═════ DATASET EXCERPTS ═════
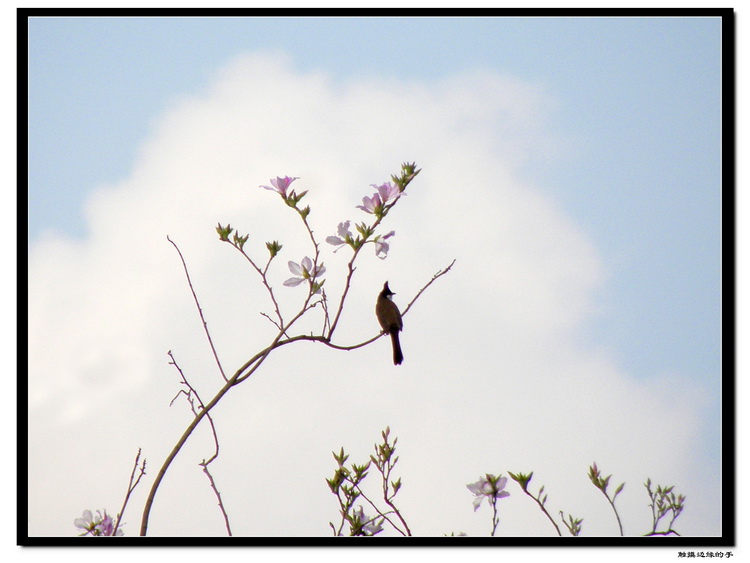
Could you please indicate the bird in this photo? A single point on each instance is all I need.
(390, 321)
═════
═════ DATASET EXCERPTS ═════
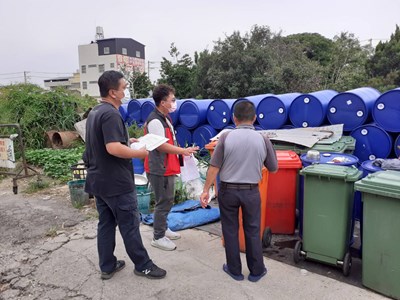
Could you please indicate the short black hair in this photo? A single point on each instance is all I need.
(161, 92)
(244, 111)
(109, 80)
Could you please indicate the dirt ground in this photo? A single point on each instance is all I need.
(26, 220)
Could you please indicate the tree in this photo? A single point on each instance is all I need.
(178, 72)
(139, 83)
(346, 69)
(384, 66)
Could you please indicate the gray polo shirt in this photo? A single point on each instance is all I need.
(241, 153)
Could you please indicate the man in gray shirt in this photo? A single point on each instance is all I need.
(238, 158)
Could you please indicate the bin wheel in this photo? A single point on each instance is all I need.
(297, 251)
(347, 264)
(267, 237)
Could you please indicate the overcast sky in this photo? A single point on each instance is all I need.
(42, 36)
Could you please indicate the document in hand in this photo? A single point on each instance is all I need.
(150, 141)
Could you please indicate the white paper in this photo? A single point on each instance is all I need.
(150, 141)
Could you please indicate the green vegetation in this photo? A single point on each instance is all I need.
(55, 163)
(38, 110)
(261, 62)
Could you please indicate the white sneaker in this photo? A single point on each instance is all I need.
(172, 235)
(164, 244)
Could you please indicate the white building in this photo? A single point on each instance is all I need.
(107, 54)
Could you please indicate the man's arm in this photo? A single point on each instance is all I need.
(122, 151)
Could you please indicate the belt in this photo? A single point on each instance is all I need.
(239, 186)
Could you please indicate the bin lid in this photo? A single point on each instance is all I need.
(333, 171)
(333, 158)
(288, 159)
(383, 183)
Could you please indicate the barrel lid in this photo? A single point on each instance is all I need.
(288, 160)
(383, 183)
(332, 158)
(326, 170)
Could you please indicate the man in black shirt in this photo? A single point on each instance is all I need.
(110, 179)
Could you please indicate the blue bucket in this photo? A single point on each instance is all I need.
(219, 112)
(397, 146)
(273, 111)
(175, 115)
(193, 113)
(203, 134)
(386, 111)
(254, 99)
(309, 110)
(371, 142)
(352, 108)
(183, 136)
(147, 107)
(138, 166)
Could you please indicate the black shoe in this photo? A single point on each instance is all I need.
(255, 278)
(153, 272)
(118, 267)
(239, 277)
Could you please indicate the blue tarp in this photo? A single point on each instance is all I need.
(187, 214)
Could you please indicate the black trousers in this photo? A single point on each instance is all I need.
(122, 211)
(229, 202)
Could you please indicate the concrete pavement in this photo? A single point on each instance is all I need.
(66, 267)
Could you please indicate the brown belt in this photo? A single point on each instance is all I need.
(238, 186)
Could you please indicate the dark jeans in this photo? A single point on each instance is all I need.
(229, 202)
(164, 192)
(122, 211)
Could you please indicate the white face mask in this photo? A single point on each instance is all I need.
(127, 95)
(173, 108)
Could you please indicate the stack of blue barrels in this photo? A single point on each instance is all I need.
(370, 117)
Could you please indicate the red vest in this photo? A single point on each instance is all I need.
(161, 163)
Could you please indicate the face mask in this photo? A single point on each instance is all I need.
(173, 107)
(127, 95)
═════
═════ DATASET EXCERPTS ═════
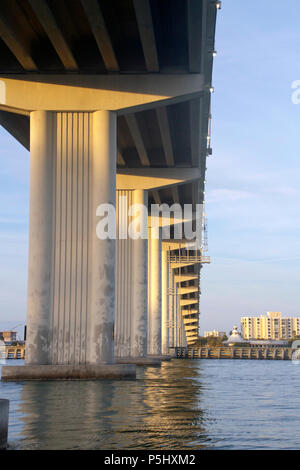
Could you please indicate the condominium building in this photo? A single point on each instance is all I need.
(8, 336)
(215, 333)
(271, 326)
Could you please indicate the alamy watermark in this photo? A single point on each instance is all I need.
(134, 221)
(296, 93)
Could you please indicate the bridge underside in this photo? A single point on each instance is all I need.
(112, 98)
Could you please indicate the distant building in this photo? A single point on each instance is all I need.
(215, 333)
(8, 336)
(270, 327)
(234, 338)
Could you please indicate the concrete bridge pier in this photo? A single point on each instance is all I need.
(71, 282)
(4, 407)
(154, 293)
═════
THE TASK: Pick out every line of the items above that contains the string "belt", and copy each one in full. Matching is case-sensitive.

RESULT:
Could you please indicate the belt in this photo? A single point on each instance is all I need.
Could you please indicate the brown belt in this photo? A single point on each instance is all I need.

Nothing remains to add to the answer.